• [Challenges]:
A - Check each statement against the article about Vanessa Goodman's Echo Chamber. For each one, answer yes or no and quote the words of the article that decide it. (i) Goodman's baby is now about two years old. (ii) Echo Chamber has original sound by Loscil. (iii) Goodman broke a foot somewhere between Calgary and Germany.
B - Extend the article about Vanessa Goodman's Echo Chamber, picking up right after its final sentence.

• [Provided text]:
————

Microphones and loopers, as the body becomes an Echo Chamber in Vanessa Goodman's newest work

The Action at a Distance artistic director has been busy creating while touring North America and the world

Ileanna Cheladyn in Echo Chamber. Photo by David Cooper

 
 

Action at a Distance’s Echo Chamber shows in a Dance Double Bill with Radical System Art’s Ghost Scripts, Pg. 1 on November 21 and 22 at the Norman and Annette Rothstein Theatre as part of the Chutzpah! Festival

 

PROPELLED IN PART by the hit success of Graveyards and Gardens, her heady sound-and-dance show with composer Caroline Shaw, Vanessa Goodman has been caught in a whirlwind over the past year or so.

She’s seen the show travel to places like Calgary, Portland, and Germany, while Tuning, the piece she choreographed for Alexis Fletcher and Ted Littlemore last spring, shared a double bill with Edouard Lock’s ÉCHO in Edmonton. And her CORE/US hit Seattle’s On the Boards. Amid all that she’s been raising a baby, who is now almost one, and who she still often totes along on tours. Oh, and somewhere in there, between Calgary and Germany, she also broke a foot.

“It’s been interesting, with lots of new challenges,” she says with a laugh, her baby burbling in the background. “A lot has been how to figure out how to art and to parent, but it’s also been extremely rewarding.”

Along the way Goodman has been developing a new solo, Echo Chamber, for Vancouver dancer Ileanna Cheladyn, with original sound by Loscil and arresting lighting by James Proudfoot. The hauntingly beautiful new work grew out of Cheladyn’s fascination with Goodman’s own striking solo, Container, and the idea of somehow reimagining its exploration of the body as a holder or archive of our inherited cultural past. (The two had met at Space to Fail, an international residency exchange between New Zealand’s Hyde Productions, Australia’s Critical Path, and Vancouver’s The Dance Centre.)

————

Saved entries
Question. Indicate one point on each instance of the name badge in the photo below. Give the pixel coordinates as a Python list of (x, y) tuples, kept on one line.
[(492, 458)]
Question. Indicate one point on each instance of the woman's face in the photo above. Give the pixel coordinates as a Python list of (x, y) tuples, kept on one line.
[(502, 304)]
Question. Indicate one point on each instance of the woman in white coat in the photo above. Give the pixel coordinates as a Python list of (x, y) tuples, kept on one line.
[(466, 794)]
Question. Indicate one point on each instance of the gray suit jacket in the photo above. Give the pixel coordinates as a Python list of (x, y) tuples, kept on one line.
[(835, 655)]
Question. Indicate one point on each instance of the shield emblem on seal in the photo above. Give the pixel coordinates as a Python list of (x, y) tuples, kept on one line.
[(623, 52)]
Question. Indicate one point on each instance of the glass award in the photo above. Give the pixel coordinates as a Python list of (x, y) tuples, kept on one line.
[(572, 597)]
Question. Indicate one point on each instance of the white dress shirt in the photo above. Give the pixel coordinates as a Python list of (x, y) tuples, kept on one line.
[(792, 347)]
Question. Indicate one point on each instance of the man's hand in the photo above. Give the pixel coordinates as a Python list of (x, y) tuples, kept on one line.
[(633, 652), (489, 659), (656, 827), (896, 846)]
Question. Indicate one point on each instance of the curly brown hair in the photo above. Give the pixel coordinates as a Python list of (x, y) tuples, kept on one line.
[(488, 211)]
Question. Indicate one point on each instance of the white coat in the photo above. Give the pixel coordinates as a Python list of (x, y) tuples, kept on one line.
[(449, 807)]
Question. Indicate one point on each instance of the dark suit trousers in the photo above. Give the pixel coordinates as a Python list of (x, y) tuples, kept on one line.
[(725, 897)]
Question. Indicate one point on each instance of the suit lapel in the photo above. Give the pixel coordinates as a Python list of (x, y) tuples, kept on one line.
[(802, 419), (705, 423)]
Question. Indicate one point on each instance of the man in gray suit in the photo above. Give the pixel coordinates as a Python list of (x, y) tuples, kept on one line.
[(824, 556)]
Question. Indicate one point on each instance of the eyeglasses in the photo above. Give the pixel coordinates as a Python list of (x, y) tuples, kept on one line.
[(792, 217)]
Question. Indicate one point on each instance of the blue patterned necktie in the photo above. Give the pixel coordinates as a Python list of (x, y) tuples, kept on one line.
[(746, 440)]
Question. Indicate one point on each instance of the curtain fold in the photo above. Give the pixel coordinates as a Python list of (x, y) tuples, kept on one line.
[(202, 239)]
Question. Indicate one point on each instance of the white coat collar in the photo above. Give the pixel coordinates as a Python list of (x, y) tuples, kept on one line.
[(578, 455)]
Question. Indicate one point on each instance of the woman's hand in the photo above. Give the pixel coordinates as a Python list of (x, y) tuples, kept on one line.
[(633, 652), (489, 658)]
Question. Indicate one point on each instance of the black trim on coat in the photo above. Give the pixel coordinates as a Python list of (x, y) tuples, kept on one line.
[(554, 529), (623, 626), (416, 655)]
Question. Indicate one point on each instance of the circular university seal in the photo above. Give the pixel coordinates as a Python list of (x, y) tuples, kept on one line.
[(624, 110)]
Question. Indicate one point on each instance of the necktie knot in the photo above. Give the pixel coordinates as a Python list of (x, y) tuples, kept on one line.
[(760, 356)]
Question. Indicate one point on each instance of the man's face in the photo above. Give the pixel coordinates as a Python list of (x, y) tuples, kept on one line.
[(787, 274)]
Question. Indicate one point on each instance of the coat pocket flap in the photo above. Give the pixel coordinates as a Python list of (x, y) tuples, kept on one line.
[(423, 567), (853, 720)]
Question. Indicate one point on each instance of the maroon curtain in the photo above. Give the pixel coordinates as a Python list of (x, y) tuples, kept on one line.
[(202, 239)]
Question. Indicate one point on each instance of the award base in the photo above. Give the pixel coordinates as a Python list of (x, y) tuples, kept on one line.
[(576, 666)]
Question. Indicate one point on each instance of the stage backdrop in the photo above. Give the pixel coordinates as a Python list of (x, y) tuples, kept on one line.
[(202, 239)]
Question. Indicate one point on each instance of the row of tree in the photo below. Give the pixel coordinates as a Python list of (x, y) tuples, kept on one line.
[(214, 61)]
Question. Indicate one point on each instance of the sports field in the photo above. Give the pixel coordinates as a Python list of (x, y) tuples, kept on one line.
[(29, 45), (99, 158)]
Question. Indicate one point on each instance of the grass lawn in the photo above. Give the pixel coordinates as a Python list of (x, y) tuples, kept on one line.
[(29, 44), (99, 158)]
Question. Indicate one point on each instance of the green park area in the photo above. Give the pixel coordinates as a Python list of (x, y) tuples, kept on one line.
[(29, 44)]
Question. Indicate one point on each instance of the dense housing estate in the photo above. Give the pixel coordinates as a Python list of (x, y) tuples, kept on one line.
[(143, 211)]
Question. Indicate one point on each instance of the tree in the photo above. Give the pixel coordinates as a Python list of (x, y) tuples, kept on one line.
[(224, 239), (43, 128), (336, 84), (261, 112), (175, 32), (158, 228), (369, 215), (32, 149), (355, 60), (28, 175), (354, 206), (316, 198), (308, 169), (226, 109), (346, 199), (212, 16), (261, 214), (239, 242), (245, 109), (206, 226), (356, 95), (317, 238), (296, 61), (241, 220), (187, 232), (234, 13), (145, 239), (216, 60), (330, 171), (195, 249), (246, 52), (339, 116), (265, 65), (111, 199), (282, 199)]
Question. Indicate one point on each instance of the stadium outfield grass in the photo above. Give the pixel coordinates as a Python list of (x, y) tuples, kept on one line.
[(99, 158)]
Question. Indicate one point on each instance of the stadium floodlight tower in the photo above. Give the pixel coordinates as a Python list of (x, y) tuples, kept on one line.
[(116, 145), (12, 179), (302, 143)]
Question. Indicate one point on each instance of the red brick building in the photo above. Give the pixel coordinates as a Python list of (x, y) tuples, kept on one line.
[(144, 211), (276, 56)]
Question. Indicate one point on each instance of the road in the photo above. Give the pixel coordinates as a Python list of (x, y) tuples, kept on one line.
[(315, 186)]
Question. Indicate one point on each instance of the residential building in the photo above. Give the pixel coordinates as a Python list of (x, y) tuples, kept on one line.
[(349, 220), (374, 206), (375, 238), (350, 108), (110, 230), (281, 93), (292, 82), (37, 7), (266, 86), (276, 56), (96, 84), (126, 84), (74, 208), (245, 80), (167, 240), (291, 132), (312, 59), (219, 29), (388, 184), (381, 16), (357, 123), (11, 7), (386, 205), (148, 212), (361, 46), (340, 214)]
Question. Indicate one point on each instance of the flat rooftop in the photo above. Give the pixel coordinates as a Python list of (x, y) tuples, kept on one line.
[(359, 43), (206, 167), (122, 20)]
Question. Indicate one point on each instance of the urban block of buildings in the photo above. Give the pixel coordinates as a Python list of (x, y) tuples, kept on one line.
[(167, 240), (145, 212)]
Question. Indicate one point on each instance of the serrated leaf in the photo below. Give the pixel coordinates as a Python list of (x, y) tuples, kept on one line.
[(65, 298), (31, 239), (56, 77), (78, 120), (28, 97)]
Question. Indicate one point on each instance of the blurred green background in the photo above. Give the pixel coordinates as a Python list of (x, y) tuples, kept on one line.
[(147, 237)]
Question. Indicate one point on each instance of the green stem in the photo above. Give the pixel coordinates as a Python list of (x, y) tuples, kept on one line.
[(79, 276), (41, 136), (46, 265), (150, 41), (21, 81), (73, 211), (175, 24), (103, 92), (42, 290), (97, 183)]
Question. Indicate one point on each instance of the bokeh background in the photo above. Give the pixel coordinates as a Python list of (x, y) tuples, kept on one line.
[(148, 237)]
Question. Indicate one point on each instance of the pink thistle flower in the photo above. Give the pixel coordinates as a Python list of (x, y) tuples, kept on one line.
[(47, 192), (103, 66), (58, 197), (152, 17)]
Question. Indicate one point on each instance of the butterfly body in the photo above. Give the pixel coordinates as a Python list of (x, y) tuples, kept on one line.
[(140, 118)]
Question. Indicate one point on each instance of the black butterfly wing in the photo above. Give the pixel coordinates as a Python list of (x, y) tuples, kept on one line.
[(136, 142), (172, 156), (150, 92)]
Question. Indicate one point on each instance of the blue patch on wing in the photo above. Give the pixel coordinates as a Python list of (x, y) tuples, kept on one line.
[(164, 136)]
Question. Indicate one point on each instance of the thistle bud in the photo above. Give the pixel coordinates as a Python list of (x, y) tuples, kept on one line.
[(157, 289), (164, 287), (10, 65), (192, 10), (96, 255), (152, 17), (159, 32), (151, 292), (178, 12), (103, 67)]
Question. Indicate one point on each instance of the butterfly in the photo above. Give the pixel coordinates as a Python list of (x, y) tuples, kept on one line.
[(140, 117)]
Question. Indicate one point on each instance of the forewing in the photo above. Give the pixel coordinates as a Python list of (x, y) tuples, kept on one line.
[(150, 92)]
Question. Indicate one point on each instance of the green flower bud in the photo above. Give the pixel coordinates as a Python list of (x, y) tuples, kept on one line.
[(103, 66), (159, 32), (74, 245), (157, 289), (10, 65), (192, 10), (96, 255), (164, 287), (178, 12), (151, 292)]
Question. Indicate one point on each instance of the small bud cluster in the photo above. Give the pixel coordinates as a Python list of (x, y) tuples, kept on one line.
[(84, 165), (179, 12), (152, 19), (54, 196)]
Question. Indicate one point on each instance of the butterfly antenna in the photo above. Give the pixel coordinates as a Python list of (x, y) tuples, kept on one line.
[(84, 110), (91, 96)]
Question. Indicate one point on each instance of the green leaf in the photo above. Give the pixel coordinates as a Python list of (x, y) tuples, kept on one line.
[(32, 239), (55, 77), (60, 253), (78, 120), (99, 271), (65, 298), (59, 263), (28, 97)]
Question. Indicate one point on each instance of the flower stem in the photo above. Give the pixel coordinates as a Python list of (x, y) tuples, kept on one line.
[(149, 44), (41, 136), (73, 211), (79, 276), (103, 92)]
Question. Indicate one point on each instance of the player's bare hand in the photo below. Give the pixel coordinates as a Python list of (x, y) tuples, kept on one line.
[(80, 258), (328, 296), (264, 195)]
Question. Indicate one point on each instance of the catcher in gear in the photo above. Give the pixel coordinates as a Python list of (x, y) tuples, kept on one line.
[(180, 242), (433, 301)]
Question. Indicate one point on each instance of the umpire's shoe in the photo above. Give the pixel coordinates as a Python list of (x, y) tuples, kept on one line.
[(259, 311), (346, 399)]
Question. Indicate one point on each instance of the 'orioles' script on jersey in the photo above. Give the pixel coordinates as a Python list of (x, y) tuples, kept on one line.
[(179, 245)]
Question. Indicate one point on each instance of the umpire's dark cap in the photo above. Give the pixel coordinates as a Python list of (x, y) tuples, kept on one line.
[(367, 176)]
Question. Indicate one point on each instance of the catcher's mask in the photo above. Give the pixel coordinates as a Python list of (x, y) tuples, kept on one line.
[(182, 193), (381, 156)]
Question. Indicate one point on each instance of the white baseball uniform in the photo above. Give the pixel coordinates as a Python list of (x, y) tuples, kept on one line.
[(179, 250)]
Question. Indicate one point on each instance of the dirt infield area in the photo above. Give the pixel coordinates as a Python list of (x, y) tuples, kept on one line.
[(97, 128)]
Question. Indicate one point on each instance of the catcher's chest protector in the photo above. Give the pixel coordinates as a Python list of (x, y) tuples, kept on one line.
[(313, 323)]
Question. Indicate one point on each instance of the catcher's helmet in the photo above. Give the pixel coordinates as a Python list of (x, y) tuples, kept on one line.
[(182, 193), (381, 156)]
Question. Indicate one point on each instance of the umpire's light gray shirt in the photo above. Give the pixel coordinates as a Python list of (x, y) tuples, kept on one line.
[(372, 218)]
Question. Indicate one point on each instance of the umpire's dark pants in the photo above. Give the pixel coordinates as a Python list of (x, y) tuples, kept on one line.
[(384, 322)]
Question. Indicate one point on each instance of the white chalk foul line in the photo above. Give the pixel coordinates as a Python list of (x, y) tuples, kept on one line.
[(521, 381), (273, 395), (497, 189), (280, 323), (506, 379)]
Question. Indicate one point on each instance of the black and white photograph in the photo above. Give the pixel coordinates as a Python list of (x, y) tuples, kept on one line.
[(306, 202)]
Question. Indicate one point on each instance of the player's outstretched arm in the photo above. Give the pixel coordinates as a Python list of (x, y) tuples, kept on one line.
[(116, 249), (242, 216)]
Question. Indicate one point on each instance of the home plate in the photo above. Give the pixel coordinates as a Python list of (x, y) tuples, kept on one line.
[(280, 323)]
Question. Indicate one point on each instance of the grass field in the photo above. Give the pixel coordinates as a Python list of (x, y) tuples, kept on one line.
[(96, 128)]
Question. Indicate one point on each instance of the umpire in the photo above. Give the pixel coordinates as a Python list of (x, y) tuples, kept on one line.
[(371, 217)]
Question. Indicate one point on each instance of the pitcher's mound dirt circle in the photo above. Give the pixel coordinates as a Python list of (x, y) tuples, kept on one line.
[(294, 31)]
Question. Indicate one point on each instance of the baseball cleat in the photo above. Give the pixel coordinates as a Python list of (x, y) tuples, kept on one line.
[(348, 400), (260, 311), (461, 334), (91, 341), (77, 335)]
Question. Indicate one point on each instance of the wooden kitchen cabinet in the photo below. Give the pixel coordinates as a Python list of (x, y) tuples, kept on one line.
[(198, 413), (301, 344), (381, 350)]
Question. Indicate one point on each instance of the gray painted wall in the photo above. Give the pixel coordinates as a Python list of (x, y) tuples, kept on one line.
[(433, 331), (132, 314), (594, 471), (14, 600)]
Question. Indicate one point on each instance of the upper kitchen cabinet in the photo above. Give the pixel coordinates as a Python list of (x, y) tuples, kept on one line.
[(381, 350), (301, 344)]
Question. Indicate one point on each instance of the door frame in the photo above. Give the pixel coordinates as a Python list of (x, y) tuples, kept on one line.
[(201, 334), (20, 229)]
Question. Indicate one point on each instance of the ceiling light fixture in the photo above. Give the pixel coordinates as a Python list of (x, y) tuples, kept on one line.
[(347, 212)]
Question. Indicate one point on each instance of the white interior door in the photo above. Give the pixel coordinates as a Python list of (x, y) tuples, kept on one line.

————

• [Per-task answers]:
A -
(i) No: "who is now almost one"
(ii) Yes: "with original sound by Loscil"
(iii) Yes: "between Calgary and Germany, she also broke a foot"

B -
 
 

Container was an intense, powerfully strong, and hyperkinetic piece, with memories and experiences almost literally glitching or channelling through Goodman’s body. But rather than set the deeply personal work on the dancer, Goodman collaborated closely with Cheladyn to make it her own—recognizing their different muscle memory, inherent styles, and personal histories.

“Part of her research in slowness—and slowness is something I really struggle with in my practice,” Goodman points out. “She also has an incredible vulnerability when she performs, so I really wanted to make sure that shone through.”

As she has done with recent work like Tuning, Goodman employs handheld microphones and looping pedals throughout Echo Chamber.

“The piece starts just with her breath for first 10 minutes on microphones,” she reveals. “Because our bodies are acting as echo chambers of all of our experiences and all of the information and the people we interact with, and because it’s an echo of Container, we work with that sonically, too.”

At the end of Echo Chamber, note how the performer goes back to her breath reverberating in the room, and then, in an act of agency, she stops the looper.

“I take a concept and see how far I can take it—this theoretical base and finding the nonlinear narrative in the body,” Goodman observes.

Looking at how this new work differs from her own Container, she reflects: “In some ways, it would be cool to put both on the same program sometime. Where Container has a lot of force and effort, Ileanna works with a ton of release and abandonment. Container is such an intense little nugget; this has a lot more space in it, and a lot more vulnerability inside of its strength. So it kind of feels like the soul of Container–but it’s something entirely new made in collaboration with Ileanna.”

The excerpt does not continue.